— TASK SET —
[1] In the thread about Omni magazine, what was the name of the magazine's section devoted to pseudoscience and the paranormal?
[2] Copy the part of the thread about Omni magazine from "I do recall" to "tick them off.".
EXTRACT TO READ Block Start
I do recall a few exceptions; that episode of _The Bloodhound Gang_ where the young black woman was sure the "superheavy white dwarf" meteorite being auctioned really, actually, couldn't be any such thing ... : )
@llewelly @futurebird @illumniscate People wondering what happened to the old shiny future we were promised almost always underestimate the extent to which the promises were bullshit. Elon Musk is about my age and every single thing he talks up is some element of that genre of "World of Tomorrow" hype from the years around 1980. You could go through an Omni magazine and just tick them off.
@mattmcirvin @futurebird @illumniscate
Omni reminds me of spoon-bending hoaxes, telepathy hoaxes, hovering guru hoaxes, and all that ancient aliens crap. Yeah, I know, there was lots of other stuff in Omni, after all, it was called "Omni", but those were the things that Omni had that distinguished it from, say, "Popular Science".
@llewelly @mattmcirvin @illumniscate
Omni makes me think about how they managed to talk about sex bots an awful lot for a publication that tried to be so dour and serious. And how bashful and cheeky and thinly veiled all such speculations were.
I remember some really off-putting "sexy robot woman" illustrations making me think "this is very silly and a little pathetic and desperate" and still being a child.
@futurebird @llewelly @illumniscate It was Bob Guccione! A friend of mine pointed out a lot of it was the same content as Penthouse just without the explicit porn, just porn-adjacent stuff.
@futurebird @llewelly @illumniscate Yeah, they had a section called "Antimatter" that was ALL pseudoscience/paranormal crap, and feature articles on it. Lots of alt-medicine type hype, too. At one point they spun off a magazine called "Longevity" that was JUST stuff that was going to make you immortal. Which makes me think of Peter Thiel and his obsession with conquering death.
@futurebird @llewelly @illumniscate (let me register offense at calling the paranormal section "Antimatter" on behalf of antimatter, a thoroughly legit and stodgy physical phenomenon, albeit one that seems to attract this kind of attention. One my late uncle asked me if I "believed in antimatter". I told him I'd worked with the stuff, if only in lab courses, and he said he'd gotten that response from someone else too. I mean, they use it in medical imaging. But it still seems to be the kind of thing that people wonder about belief in.)
@mattmcirvin @futurebird @illumniscate
in retrospect, it's surprising that section wasn't called "Quantums". : ) A stroke of luck, maybe.
@mattmcirvin @futurebird @llewelly @illumniscate
It was Bob Guccione, spurred by Timothy Leary. I don’t really have a beef with Leary, except that his “everything is going to be ok if we just change perspective” perspective was so naïve.
@mattmcirvin @futurebird @llewelly @illumniscate
To some extent, OMNI spawned Mondo2000 (coparented with bOING bOING), which spawned Wired. It went from their first issue manifesto about it being about art and people that/who used emerging technologies, and then became about IPOs once it became Condé Nast.
This descent from creativity and hope into frangible money purchasing is how we got Stupid Future.
@JoshuaACNewman @futurebird @llewelly @illumniscate Everything countercultural can be productized and sold back to us for profit; the entertainment industry figured that out long ago. You can ride it productively for a while but eventually the life gets sucked out of the trend.
EXTRACT TO READ Block End
DATASET ENTRIES Block Start
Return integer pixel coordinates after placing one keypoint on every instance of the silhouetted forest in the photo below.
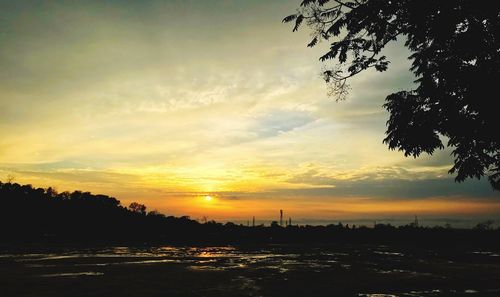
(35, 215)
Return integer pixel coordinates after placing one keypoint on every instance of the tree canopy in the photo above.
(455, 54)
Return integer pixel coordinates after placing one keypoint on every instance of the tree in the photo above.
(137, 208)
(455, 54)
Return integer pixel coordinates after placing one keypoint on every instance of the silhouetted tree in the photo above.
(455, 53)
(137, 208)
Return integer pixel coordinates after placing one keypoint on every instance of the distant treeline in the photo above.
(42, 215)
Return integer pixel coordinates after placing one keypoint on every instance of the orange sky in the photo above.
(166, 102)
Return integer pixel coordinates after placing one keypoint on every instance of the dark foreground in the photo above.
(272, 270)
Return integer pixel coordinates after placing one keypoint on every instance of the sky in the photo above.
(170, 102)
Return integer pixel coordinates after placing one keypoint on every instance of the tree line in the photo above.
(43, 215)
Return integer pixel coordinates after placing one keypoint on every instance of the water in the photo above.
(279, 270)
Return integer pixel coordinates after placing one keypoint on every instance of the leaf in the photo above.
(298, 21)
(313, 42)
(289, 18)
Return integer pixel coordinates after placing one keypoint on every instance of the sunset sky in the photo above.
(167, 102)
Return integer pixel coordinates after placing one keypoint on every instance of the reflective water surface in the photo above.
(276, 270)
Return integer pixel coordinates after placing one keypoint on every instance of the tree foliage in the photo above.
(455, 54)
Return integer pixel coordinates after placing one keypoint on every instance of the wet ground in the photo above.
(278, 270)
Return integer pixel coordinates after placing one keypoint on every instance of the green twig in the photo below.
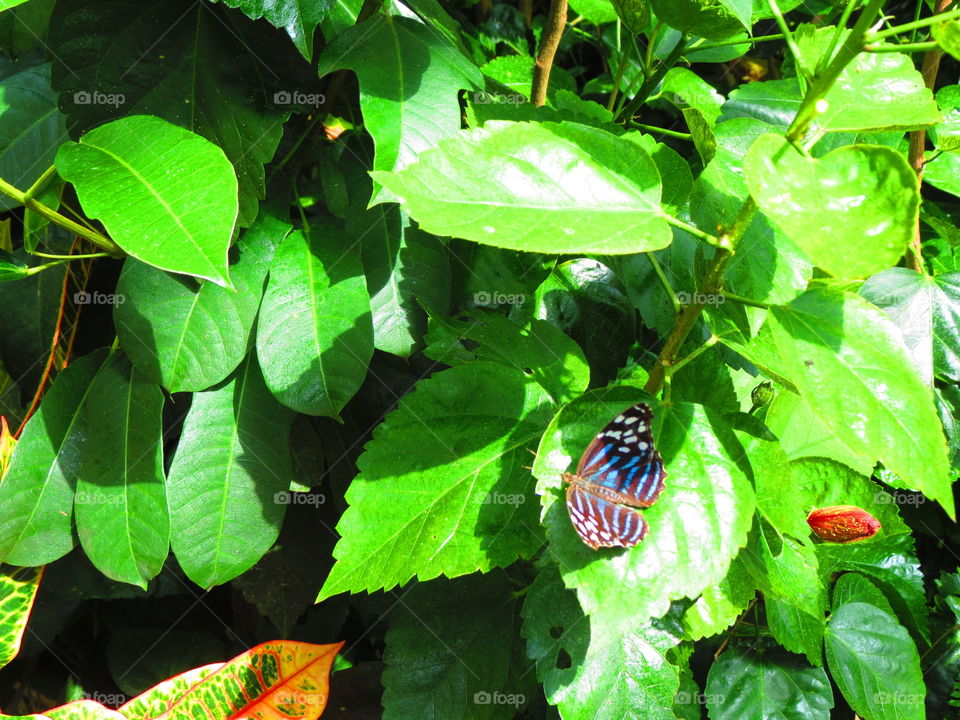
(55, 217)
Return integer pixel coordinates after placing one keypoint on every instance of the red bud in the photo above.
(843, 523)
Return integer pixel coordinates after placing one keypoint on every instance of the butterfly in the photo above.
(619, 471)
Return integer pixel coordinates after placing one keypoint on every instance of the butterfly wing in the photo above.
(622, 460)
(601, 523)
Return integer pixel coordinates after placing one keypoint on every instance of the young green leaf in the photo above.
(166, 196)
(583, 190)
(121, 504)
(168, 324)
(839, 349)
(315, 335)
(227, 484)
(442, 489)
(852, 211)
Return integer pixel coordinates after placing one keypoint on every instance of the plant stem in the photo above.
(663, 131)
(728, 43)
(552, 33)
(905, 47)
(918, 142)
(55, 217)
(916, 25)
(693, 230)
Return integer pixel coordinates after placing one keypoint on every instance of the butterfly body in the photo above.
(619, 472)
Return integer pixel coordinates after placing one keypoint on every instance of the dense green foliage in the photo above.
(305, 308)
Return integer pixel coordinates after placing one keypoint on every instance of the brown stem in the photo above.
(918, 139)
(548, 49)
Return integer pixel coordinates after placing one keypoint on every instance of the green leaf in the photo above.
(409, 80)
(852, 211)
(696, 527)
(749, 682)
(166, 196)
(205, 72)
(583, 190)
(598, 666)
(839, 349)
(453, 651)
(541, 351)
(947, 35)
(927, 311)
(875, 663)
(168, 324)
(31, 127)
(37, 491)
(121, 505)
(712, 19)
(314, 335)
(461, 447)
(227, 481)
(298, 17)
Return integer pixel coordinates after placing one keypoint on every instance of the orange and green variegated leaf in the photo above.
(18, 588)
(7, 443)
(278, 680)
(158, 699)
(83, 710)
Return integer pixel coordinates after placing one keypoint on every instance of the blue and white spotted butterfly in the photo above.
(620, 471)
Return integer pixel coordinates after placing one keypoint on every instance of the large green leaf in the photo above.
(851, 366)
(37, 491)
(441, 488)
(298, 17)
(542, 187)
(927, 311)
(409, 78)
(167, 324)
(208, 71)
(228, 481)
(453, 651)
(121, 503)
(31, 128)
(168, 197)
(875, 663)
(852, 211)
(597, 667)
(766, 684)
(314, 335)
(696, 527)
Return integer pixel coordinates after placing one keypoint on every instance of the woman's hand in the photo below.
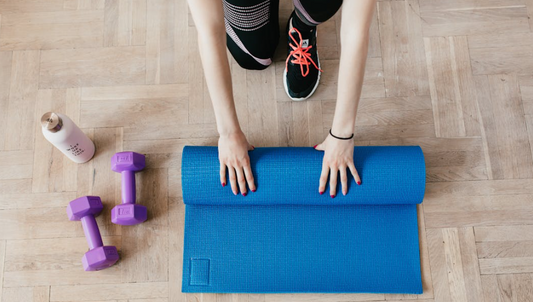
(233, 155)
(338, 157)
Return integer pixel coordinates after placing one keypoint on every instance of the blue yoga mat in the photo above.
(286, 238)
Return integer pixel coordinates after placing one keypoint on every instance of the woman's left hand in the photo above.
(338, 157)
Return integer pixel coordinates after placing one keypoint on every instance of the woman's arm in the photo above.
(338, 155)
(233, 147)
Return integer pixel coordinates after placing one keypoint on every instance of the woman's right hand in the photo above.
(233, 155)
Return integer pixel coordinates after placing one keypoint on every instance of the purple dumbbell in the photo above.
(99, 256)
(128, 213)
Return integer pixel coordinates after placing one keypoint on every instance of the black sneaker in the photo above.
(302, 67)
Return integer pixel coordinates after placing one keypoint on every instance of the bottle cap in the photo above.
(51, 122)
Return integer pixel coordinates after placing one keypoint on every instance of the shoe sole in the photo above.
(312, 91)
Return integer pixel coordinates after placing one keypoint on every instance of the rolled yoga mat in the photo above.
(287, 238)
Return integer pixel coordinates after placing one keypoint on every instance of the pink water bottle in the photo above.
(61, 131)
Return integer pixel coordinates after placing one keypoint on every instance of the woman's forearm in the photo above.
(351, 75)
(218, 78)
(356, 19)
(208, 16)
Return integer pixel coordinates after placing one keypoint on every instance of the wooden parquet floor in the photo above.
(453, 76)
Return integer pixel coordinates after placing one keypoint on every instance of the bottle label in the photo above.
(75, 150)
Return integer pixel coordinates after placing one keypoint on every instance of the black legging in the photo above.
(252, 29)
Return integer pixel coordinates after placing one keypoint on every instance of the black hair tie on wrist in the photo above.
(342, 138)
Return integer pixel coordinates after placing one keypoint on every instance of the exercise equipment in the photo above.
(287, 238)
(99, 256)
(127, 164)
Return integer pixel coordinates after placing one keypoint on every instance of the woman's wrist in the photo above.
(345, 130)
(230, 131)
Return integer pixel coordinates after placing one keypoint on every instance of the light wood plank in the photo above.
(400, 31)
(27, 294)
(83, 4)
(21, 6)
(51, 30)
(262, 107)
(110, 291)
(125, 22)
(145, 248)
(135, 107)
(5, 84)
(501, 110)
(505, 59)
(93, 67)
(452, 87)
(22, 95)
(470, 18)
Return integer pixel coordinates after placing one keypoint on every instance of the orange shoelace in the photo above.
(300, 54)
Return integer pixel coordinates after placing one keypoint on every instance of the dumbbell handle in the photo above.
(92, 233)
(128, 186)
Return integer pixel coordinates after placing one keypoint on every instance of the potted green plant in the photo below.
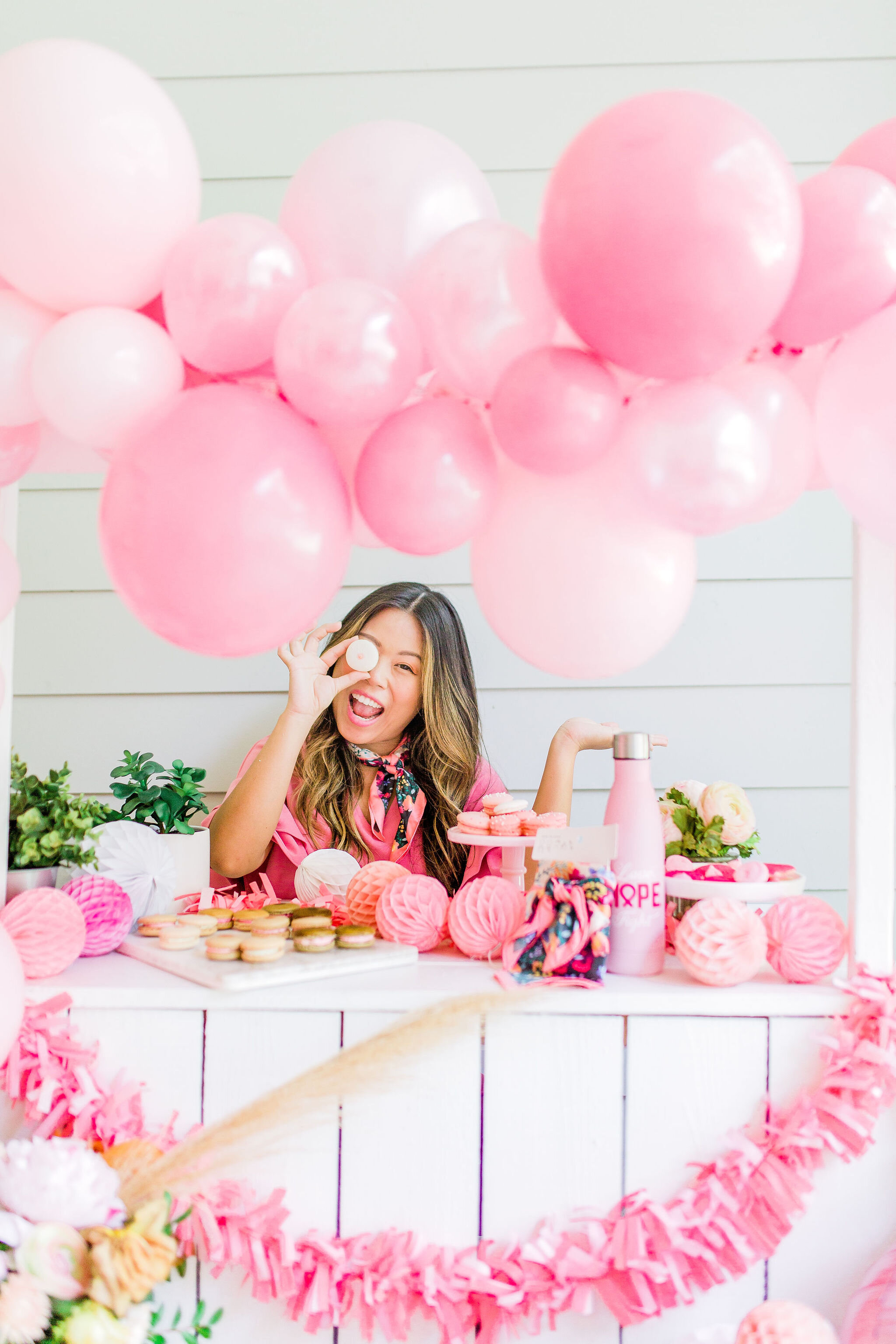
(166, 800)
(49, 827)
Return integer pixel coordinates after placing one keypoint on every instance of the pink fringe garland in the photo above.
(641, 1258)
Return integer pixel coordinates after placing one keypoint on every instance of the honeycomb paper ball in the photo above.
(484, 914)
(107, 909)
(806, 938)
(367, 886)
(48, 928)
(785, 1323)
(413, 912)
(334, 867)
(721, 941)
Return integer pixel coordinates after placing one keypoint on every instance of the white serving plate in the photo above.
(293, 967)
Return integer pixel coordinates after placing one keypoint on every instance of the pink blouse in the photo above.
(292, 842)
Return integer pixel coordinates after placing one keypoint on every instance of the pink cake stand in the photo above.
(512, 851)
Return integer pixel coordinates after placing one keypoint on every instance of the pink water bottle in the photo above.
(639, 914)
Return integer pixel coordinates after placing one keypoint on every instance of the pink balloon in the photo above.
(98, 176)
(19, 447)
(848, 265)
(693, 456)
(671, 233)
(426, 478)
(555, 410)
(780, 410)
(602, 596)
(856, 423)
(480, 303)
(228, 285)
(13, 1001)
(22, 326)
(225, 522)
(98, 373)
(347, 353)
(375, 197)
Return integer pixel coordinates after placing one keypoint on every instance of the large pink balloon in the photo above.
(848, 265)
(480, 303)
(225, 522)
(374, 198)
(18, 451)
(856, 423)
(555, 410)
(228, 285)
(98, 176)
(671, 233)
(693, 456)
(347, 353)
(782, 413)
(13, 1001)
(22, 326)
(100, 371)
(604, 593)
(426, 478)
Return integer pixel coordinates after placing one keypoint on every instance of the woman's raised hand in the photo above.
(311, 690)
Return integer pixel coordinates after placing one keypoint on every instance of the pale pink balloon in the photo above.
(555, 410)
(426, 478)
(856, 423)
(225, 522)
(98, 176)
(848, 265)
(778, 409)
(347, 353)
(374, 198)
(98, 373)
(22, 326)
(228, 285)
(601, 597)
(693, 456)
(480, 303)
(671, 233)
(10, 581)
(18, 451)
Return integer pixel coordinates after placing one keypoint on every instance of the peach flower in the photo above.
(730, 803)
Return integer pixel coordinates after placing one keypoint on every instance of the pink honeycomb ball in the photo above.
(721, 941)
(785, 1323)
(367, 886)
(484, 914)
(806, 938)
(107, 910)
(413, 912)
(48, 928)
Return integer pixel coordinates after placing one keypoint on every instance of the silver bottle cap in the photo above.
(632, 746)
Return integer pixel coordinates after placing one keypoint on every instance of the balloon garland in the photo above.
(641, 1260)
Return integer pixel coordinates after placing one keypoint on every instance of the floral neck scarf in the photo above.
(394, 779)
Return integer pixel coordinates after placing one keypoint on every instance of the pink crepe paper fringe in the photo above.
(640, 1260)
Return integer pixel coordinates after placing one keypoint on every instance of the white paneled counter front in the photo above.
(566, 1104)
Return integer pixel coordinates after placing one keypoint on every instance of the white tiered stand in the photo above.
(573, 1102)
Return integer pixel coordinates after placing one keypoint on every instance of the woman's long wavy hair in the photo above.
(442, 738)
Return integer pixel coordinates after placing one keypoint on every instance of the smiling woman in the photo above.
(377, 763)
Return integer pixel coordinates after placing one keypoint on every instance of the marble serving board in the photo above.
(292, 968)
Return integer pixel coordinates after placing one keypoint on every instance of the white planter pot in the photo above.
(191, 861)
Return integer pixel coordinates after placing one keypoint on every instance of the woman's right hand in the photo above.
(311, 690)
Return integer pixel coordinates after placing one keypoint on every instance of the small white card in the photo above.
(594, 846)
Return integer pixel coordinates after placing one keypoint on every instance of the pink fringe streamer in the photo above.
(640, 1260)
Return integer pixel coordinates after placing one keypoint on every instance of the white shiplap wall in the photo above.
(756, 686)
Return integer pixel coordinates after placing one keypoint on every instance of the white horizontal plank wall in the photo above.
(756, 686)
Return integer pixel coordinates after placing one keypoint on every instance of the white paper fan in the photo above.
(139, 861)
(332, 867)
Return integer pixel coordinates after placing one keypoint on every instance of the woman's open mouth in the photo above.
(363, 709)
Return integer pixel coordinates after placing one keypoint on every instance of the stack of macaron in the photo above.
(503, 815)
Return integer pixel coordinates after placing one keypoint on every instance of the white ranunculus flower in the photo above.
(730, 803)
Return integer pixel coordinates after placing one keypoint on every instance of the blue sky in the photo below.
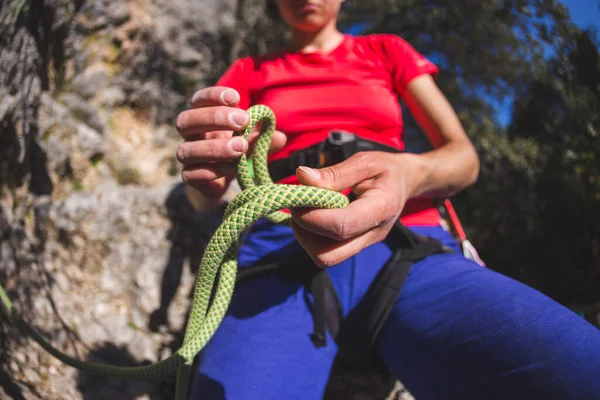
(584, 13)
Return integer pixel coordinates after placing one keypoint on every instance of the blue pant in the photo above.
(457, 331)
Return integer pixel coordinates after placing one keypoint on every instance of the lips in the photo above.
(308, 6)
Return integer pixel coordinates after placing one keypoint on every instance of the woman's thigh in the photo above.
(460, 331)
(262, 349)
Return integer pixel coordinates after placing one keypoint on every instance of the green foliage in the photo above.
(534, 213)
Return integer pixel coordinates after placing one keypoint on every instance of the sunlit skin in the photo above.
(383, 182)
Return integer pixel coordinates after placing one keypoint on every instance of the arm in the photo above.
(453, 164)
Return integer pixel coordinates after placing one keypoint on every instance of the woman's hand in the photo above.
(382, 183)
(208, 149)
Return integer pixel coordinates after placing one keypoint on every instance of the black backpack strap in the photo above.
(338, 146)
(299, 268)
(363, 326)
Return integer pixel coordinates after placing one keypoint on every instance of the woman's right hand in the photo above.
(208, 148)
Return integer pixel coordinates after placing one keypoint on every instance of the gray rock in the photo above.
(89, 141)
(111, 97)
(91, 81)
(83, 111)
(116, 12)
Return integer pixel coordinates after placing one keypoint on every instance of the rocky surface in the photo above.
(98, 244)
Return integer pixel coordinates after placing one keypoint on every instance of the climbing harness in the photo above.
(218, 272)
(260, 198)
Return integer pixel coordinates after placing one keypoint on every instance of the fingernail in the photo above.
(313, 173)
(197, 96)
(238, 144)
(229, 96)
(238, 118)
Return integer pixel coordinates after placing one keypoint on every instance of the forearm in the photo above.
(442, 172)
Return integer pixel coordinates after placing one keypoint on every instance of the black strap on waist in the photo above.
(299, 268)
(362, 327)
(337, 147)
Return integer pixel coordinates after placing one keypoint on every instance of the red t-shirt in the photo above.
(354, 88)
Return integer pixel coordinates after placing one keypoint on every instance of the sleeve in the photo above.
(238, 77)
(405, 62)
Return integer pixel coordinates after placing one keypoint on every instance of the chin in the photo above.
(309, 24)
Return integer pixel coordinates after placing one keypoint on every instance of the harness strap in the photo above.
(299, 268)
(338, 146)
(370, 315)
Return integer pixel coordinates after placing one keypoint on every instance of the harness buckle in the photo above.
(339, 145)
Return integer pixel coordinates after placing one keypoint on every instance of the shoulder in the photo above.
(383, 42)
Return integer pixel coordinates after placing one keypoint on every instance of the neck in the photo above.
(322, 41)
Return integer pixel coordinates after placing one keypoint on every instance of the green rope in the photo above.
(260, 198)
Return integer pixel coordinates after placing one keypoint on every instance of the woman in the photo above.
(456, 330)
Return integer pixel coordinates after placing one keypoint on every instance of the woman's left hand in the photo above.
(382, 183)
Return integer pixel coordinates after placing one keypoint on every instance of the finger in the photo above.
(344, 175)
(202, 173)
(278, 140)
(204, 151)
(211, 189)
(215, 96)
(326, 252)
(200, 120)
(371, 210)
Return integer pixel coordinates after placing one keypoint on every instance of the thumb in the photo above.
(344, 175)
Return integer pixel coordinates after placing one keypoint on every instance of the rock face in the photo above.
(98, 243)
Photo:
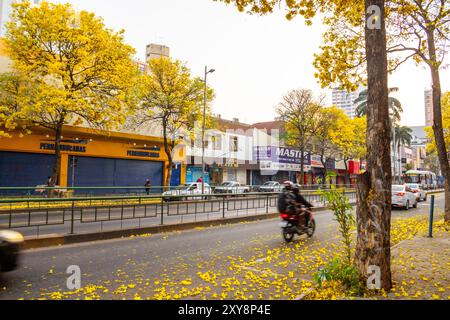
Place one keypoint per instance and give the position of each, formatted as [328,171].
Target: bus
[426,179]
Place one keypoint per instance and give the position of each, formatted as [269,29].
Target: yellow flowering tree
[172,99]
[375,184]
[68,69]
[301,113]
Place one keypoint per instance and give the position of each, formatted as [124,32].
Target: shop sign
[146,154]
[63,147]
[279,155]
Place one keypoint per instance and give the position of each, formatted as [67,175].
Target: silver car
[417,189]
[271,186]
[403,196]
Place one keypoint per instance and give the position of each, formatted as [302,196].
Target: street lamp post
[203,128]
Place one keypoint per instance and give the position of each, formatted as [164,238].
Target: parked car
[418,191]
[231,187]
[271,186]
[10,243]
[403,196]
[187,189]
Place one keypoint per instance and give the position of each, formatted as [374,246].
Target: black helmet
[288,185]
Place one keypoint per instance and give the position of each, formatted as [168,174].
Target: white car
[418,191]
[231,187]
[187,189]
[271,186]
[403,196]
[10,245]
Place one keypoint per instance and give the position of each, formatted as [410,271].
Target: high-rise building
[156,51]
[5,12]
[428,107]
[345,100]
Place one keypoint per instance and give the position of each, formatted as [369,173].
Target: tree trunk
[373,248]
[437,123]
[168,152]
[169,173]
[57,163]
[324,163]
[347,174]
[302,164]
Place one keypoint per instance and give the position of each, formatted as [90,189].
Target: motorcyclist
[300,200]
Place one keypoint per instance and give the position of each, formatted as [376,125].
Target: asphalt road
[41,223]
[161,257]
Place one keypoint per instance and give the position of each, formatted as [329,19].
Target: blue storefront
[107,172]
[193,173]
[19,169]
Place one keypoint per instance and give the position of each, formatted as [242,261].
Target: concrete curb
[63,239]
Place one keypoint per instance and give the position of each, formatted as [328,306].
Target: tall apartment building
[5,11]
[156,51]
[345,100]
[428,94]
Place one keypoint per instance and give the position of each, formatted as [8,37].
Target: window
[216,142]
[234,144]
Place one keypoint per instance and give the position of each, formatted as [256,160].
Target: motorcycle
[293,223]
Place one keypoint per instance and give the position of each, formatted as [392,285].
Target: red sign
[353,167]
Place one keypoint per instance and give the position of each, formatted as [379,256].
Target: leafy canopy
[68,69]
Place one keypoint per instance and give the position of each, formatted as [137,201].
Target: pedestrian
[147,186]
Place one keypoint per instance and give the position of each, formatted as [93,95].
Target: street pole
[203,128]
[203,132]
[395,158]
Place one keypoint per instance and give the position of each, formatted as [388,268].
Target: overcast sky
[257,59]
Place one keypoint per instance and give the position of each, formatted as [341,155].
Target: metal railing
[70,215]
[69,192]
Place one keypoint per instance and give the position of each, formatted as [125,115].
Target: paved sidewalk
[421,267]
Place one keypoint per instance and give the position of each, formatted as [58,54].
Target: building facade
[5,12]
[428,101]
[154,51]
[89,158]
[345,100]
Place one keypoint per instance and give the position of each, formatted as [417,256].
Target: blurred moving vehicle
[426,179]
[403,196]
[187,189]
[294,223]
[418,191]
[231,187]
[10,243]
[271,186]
DATASET ENTRIES Block End
— PER-TASK OUTPUTS —
[1] "Antimatter"

[2]
I do recall a few exceptions; that episode of _The Bloodhound Gang_ where the young black woman was sure the "superheavy white dwarf" meteorite being auctioned really, actually, couldn't be any such thing ... : )
@llewelly @futurebird @illumniscate People wondering what happened to the old shiny future we were promised almost always underestimate the extent to which the promises were bullshit. Elon Musk is about my age and every single thing he talks up is some element of that genre of "World of Tomorrow" hype from the years around 1980. You could go through an Omni magazine and just tick them off.